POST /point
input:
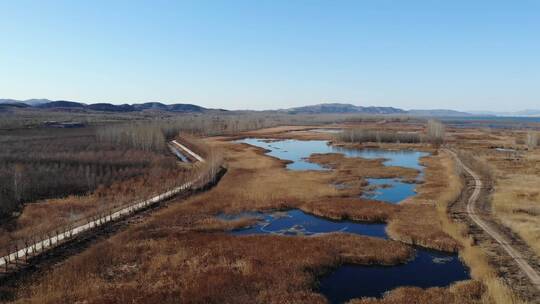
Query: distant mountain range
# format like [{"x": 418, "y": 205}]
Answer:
[
  {"x": 103, "y": 107},
  {"x": 324, "y": 108},
  {"x": 337, "y": 108},
  {"x": 523, "y": 113}
]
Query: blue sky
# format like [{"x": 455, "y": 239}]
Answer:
[{"x": 466, "y": 55}]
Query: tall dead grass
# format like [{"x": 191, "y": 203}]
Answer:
[{"x": 473, "y": 255}]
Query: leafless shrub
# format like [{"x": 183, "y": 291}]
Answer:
[
  {"x": 362, "y": 136},
  {"x": 533, "y": 140},
  {"x": 435, "y": 132},
  {"x": 144, "y": 136}
]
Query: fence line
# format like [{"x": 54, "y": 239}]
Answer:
[{"x": 18, "y": 254}]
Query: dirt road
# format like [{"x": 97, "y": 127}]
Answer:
[{"x": 493, "y": 231}]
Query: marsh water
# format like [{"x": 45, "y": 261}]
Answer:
[
  {"x": 427, "y": 269},
  {"x": 297, "y": 222}
]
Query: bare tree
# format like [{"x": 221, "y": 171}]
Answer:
[
  {"x": 532, "y": 140},
  {"x": 435, "y": 132}
]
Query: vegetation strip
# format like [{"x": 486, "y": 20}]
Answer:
[
  {"x": 533, "y": 276},
  {"x": 54, "y": 241}
]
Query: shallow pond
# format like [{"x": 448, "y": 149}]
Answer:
[
  {"x": 298, "y": 150},
  {"x": 389, "y": 190},
  {"x": 324, "y": 130},
  {"x": 296, "y": 222},
  {"x": 428, "y": 269}
]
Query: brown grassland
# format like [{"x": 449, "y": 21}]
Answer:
[{"x": 183, "y": 254}]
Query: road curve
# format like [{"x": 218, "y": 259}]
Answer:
[
  {"x": 529, "y": 272},
  {"x": 57, "y": 239}
]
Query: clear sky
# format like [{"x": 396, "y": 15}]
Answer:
[{"x": 464, "y": 55}]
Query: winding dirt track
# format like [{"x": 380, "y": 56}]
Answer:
[{"x": 521, "y": 262}]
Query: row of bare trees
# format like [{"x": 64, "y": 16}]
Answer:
[
  {"x": 533, "y": 140},
  {"x": 435, "y": 133}
]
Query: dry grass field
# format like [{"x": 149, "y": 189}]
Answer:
[{"x": 186, "y": 254}]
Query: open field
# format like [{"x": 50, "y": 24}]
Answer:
[
  {"x": 186, "y": 251},
  {"x": 179, "y": 246}
]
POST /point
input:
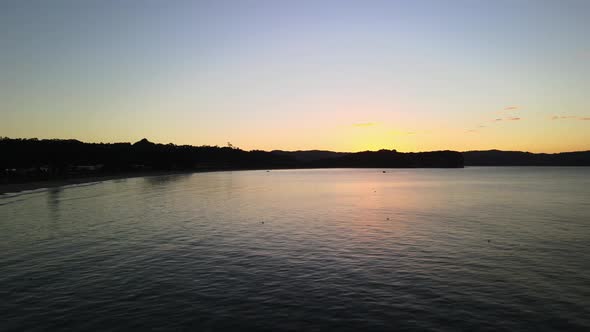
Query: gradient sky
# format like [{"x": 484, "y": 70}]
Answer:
[{"x": 338, "y": 75}]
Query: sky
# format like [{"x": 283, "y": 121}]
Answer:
[{"x": 297, "y": 75}]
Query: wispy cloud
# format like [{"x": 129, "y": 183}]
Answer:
[
  {"x": 510, "y": 118},
  {"x": 366, "y": 124},
  {"x": 570, "y": 117}
]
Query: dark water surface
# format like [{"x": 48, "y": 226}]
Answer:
[{"x": 460, "y": 249}]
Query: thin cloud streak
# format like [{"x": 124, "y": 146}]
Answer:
[
  {"x": 366, "y": 124},
  {"x": 570, "y": 117}
]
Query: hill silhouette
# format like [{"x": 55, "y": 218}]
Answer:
[{"x": 34, "y": 159}]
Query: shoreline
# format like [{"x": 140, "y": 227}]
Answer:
[{"x": 13, "y": 188}]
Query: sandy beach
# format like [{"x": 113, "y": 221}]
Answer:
[{"x": 18, "y": 187}]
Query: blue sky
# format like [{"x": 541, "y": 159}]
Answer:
[{"x": 340, "y": 75}]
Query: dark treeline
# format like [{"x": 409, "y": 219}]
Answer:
[
  {"x": 33, "y": 159},
  {"x": 517, "y": 158}
]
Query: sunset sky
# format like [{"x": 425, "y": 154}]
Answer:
[{"x": 337, "y": 75}]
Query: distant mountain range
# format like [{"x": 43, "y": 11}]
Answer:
[{"x": 24, "y": 160}]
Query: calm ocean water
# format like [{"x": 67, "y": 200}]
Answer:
[{"x": 443, "y": 250}]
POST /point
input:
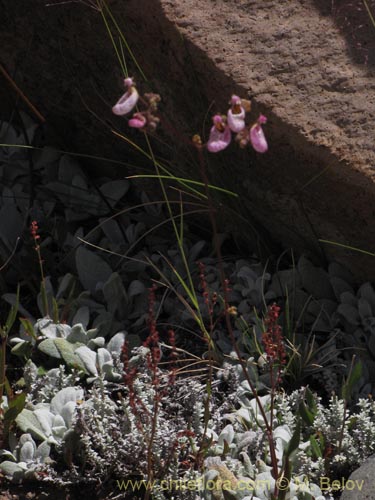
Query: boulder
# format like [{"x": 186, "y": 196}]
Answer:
[{"x": 298, "y": 63}]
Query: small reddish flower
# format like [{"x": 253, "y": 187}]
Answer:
[
  {"x": 137, "y": 121},
  {"x": 236, "y": 115},
  {"x": 127, "y": 102},
  {"x": 257, "y": 137},
  {"x": 220, "y": 135}
]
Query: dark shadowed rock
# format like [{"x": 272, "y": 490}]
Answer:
[{"x": 361, "y": 484}]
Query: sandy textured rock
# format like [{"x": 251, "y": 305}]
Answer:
[{"x": 292, "y": 58}]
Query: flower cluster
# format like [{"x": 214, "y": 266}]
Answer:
[
  {"x": 145, "y": 119},
  {"x": 234, "y": 121}
]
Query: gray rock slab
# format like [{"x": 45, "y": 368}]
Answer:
[{"x": 292, "y": 58}]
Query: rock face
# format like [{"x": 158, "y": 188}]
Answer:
[
  {"x": 361, "y": 483},
  {"x": 294, "y": 59}
]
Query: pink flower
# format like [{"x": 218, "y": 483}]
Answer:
[
  {"x": 127, "y": 102},
  {"x": 236, "y": 115},
  {"x": 137, "y": 121},
  {"x": 257, "y": 137},
  {"x": 220, "y": 135}
]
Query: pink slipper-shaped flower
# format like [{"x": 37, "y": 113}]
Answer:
[
  {"x": 127, "y": 102},
  {"x": 236, "y": 115},
  {"x": 137, "y": 121},
  {"x": 220, "y": 135},
  {"x": 257, "y": 137}
]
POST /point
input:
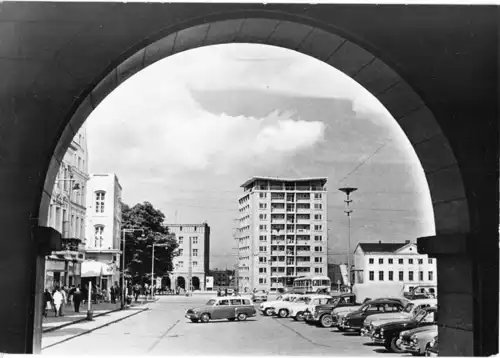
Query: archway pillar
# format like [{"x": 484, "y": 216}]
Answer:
[{"x": 468, "y": 289}]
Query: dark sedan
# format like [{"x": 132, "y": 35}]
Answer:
[
  {"x": 354, "y": 320},
  {"x": 388, "y": 334}
]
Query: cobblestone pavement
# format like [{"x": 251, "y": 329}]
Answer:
[{"x": 163, "y": 330}]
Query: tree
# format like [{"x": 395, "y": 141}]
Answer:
[{"x": 138, "y": 249}]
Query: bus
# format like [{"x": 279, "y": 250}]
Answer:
[{"x": 311, "y": 284}]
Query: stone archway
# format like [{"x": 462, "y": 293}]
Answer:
[
  {"x": 181, "y": 282},
  {"x": 195, "y": 282},
  {"x": 49, "y": 91}
]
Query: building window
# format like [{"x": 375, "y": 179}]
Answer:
[
  {"x": 99, "y": 230},
  {"x": 99, "y": 201}
]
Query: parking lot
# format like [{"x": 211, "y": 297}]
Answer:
[{"x": 163, "y": 330}]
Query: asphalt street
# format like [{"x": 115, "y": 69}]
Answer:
[{"x": 163, "y": 330}]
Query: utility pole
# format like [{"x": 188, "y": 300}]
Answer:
[{"x": 348, "y": 211}]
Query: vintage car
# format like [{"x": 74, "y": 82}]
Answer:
[
  {"x": 259, "y": 295},
  {"x": 230, "y": 308},
  {"x": 416, "y": 341},
  {"x": 282, "y": 309},
  {"x": 433, "y": 349},
  {"x": 409, "y": 312},
  {"x": 297, "y": 310},
  {"x": 322, "y": 314},
  {"x": 388, "y": 333},
  {"x": 354, "y": 320},
  {"x": 267, "y": 308}
]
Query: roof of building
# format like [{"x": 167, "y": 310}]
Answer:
[
  {"x": 252, "y": 179},
  {"x": 382, "y": 246}
]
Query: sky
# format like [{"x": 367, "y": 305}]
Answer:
[{"x": 186, "y": 132}]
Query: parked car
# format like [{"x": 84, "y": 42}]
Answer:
[
  {"x": 416, "y": 341},
  {"x": 222, "y": 308},
  {"x": 433, "y": 349},
  {"x": 409, "y": 312},
  {"x": 267, "y": 308},
  {"x": 297, "y": 310},
  {"x": 388, "y": 333},
  {"x": 354, "y": 320},
  {"x": 322, "y": 314},
  {"x": 260, "y": 295},
  {"x": 282, "y": 309}
]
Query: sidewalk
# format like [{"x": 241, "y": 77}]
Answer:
[{"x": 52, "y": 323}]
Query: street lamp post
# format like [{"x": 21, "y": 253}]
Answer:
[
  {"x": 124, "y": 288},
  {"x": 153, "y": 266},
  {"x": 348, "y": 211}
]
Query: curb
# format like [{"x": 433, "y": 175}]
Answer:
[
  {"x": 51, "y": 329},
  {"x": 96, "y": 328}
]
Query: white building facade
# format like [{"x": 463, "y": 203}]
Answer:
[
  {"x": 104, "y": 222},
  {"x": 193, "y": 258},
  {"x": 67, "y": 213},
  {"x": 393, "y": 262},
  {"x": 282, "y": 232}
]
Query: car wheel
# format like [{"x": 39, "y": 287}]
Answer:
[
  {"x": 205, "y": 317},
  {"x": 283, "y": 313},
  {"x": 326, "y": 321},
  {"x": 394, "y": 347}
]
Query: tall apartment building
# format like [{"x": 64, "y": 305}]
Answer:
[
  {"x": 393, "y": 262},
  {"x": 282, "y": 233},
  {"x": 67, "y": 214},
  {"x": 193, "y": 255},
  {"x": 104, "y": 222}
]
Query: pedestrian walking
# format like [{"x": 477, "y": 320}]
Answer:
[
  {"x": 77, "y": 298},
  {"x": 57, "y": 298}
]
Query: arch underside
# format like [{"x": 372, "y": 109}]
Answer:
[{"x": 401, "y": 100}]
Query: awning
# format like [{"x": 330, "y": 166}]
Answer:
[{"x": 92, "y": 268}]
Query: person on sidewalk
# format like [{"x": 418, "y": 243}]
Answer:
[
  {"x": 77, "y": 299},
  {"x": 58, "y": 298},
  {"x": 47, "y": 302}
]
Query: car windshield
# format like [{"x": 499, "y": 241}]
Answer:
[{"x": 409, "y": 308}]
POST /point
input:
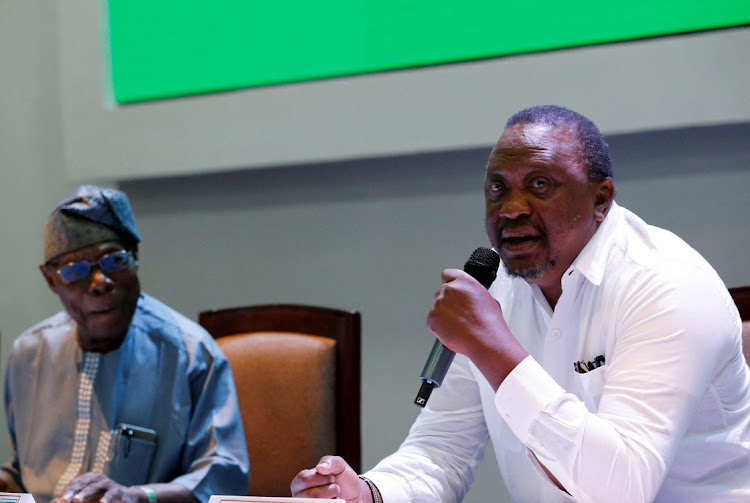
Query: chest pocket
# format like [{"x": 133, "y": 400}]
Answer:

▬▬▬▬▬▬

- [What you will do]
Reproduce everything in the records from the line containing "Query: arch underside" down to the final line, with both ends included. Offset every x and y coordinate in the answers by adding 55, leave the requests and their format samples unchanged, and omit the pictures.

- [Complete answer]
Query: arch underside
# format like [{"x": 372, "y": 109}]
Answer:
[{"x": 456, "y": 155}]
Query: awning
# format like [{"x": 330, "y": 166}]
Answer:
[{"x": 147, "y": 323}]
Query: person on sidewalk
# format like [{"x": 418, "y": 243}]
Answer:
[
  {"x": 132, "y": 354},
  {"x": 113, "y": 353},
  {"x": 102, "y": 357}
]
Query: car windshield
# format like [{"x": 499, "y": 241}]
Answer:
[{"x": 464, "y": 363}]
POST /point
input:
Query: chest pocket
# format like [{"x": 133, "y": 400}]
Answer:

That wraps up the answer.